• [TASK TO COMPLETE]: Extract all lines in the data that contain the word "ocean".

DATA Start Marker

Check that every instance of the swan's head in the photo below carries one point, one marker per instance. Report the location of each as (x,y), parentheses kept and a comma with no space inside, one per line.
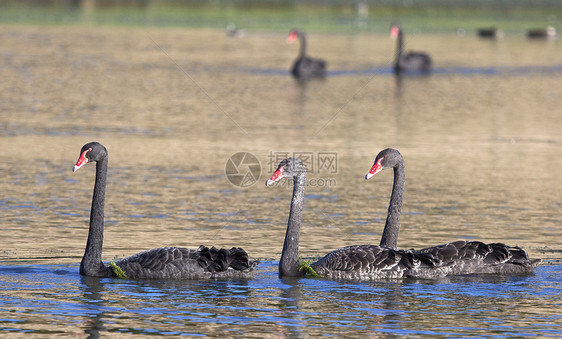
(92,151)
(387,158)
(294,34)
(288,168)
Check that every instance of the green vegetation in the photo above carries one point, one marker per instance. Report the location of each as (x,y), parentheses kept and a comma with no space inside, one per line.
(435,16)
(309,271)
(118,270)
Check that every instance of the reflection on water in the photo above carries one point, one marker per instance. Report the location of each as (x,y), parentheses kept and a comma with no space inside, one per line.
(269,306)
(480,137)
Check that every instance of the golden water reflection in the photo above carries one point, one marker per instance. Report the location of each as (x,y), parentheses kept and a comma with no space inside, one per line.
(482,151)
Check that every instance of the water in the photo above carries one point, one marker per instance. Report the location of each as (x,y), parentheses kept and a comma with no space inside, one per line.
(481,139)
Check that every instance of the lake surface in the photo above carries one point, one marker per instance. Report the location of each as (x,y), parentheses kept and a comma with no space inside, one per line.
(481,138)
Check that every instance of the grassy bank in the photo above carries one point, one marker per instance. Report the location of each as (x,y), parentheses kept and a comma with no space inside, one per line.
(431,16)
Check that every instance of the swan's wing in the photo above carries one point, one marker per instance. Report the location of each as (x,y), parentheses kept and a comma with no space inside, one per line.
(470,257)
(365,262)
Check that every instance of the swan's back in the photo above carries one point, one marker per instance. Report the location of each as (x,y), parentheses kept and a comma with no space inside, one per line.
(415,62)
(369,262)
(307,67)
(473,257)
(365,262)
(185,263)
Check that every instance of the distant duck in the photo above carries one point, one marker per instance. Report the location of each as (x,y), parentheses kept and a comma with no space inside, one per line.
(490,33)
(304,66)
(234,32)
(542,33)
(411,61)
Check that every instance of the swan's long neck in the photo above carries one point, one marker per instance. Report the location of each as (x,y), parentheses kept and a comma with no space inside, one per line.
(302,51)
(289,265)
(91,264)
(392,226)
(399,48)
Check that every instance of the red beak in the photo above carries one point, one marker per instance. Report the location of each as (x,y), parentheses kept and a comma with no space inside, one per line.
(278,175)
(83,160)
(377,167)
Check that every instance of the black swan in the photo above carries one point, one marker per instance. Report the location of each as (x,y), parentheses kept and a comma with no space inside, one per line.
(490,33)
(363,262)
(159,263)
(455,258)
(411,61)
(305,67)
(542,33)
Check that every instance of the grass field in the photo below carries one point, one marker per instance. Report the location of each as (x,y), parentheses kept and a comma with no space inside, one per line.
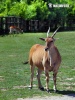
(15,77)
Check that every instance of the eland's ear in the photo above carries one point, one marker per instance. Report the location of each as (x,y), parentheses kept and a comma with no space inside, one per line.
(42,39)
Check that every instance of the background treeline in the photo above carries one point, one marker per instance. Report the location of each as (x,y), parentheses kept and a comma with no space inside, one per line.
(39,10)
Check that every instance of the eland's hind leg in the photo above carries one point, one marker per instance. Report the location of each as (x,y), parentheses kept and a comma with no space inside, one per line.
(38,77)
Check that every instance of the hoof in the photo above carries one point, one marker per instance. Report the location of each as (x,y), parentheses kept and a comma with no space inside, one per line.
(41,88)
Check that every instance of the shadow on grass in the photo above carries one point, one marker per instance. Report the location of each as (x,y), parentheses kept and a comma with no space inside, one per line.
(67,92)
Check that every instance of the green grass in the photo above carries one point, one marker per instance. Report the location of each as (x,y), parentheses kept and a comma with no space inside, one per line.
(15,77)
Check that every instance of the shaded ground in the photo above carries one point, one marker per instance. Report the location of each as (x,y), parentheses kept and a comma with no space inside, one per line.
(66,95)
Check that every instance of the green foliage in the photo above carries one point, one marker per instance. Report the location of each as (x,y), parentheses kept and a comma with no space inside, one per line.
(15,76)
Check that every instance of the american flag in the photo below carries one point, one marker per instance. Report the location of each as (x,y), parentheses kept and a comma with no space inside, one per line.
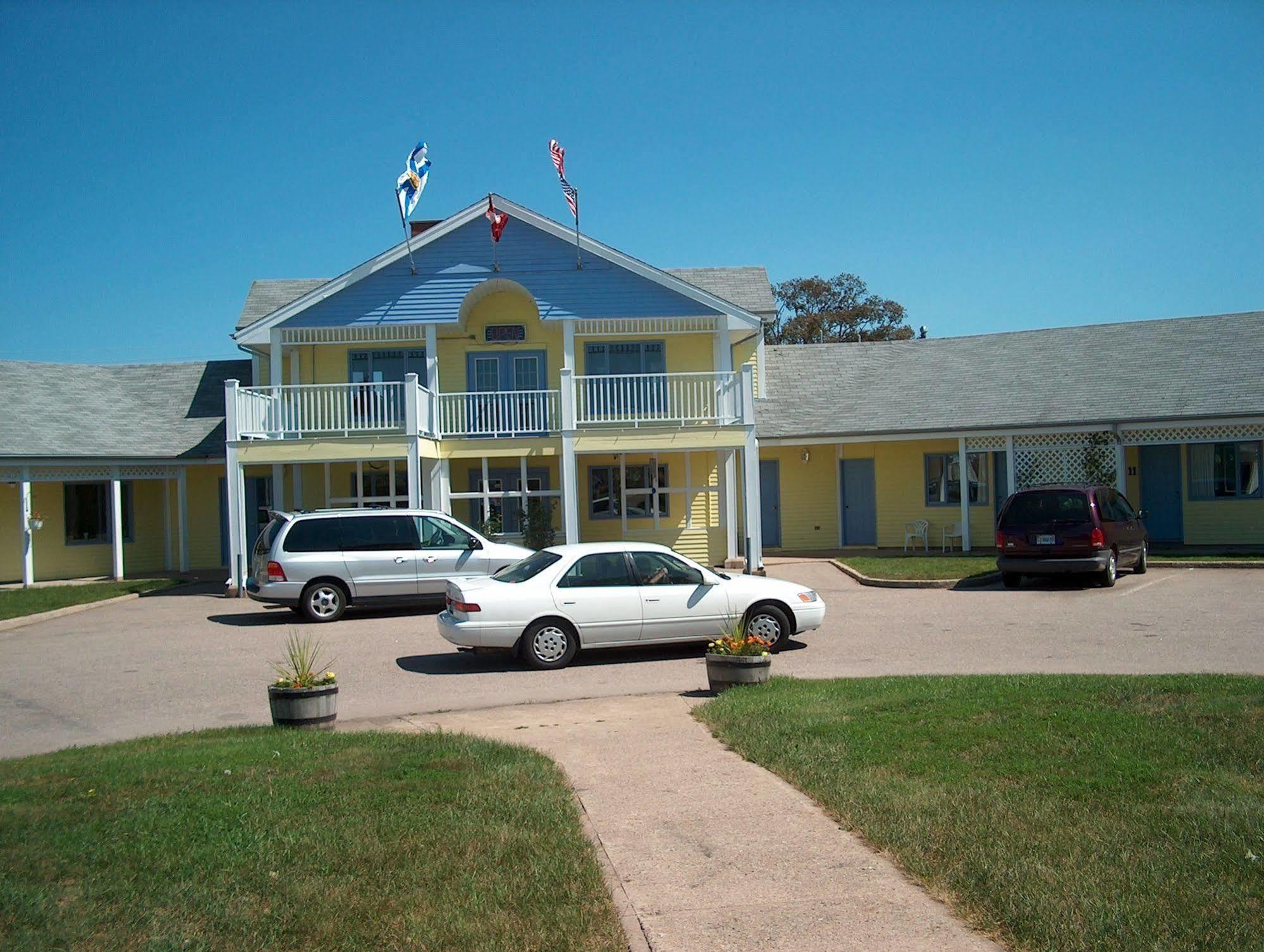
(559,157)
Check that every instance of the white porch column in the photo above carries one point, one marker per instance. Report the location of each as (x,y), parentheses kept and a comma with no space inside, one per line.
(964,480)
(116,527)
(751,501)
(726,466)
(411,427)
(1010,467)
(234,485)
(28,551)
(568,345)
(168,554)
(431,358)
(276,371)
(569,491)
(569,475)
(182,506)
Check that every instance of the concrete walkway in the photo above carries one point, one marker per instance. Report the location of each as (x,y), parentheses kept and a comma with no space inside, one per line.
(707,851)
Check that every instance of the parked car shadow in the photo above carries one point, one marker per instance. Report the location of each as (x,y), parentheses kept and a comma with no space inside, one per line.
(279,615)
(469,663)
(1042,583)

DATA End Marker
DATA Start Marker

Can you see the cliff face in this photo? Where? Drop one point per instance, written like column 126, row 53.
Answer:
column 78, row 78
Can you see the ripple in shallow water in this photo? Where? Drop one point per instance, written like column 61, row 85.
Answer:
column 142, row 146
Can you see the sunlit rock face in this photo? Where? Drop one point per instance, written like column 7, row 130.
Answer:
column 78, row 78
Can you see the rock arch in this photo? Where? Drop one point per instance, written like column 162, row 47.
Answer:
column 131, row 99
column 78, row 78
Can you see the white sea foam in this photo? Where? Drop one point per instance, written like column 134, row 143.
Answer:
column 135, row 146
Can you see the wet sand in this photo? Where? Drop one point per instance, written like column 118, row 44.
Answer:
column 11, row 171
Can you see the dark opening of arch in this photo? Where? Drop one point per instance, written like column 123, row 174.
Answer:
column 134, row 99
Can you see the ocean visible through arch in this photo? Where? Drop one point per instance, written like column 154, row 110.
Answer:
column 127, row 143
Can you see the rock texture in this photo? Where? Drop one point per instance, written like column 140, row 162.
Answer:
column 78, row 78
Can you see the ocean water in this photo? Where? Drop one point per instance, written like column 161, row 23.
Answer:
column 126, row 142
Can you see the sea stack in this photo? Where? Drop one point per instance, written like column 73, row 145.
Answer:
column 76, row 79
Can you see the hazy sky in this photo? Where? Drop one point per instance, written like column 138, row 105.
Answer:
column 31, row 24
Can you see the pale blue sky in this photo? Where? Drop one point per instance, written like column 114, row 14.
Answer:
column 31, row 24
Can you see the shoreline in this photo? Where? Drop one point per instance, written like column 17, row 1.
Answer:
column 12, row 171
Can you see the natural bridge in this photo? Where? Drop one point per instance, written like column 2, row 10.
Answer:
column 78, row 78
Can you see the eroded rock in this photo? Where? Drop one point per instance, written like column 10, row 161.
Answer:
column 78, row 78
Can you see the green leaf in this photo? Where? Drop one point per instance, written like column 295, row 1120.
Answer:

DATA End Marker

• [ANSWER TO THIS TASK]:
Can you see the ocean visible through arch in this photo? Where? Drop one point per instance, written like column 154, row 110.
Can you see the ocean water in this photo? Where? Drop one point per instance, written like column 161, row 23.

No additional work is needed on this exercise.